◆ Apply what you read
1) In the text on AI-assisted shopping, reproduce everything from "This isn’t just" down to "starting to shift.".
2) In the text on AI-assisted shopping, what evidence supports the claim that using AI tools for purchase research was a behavioral shift rather than a novelty? Answer in one to three sentences.

◆ Extract provided
Before heading to Amazon or a retailer’s website, millions of consumers turned to tools like ChatGPT, Perplexity and Gemini to research what to buy. It wasn’t a novelty. It was a behavioral shift — one that could redefine how commerce works over the next decade.
The data makes that clear. As many as 30% to 45% of U.S. consumers used AI during their holiday shopping journey. At the same time, Adobe reported a 1,200% year-over-year surge in traffic from generative AI tools to retail sites, making it one of the fastest-growing referral channels in e-commerce history — outpacing both mobile and social commerce in their early days.
This isn’t just about people using better tools. It signals something deeper: the role of the human shopper is beginning to compress.
From browsing to deciding
For years, e-commerce has revolved around discovery — getting consumers to browse, compare and ultimately convert. That model is starting to shift.

◆ Data listing
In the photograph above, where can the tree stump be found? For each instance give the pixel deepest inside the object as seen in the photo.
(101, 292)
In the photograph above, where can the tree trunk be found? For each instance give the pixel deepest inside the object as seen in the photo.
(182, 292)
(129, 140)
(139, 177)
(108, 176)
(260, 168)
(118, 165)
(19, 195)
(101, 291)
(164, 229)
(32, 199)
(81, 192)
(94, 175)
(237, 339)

...

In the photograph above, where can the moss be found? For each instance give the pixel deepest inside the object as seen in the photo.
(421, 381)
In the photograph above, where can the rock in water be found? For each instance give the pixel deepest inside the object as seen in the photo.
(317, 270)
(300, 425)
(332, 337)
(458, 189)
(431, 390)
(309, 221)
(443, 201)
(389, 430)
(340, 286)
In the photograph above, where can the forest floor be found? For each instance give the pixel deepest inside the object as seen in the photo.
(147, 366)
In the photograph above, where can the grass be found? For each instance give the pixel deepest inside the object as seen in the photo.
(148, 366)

* * *

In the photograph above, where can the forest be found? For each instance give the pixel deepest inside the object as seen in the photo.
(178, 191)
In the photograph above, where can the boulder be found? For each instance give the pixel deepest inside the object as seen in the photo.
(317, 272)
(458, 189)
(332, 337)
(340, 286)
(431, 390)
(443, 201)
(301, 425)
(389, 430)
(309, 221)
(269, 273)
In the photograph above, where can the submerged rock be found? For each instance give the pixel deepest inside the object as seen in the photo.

◆ Task responses
1)
This isn’t just about people using better tools. It signals something deeper: the role of the human shopper is beginning to compress.
From browsing to deciding
For years, e-commerce has revolved around discovery — getting consumers to browse, compare and ultimately convert. That model is starting to shift.

2) As many as 30% to 45% of U.S. consumers used AI during their holiday shopping journey. Adobe also reported a 1,200% year-over-year surge in traffic from generative AI tools to retail sites. That made it one of the fastest-growing referral channels in e-commerce history, outpacing both mobile and social commerce in their early days.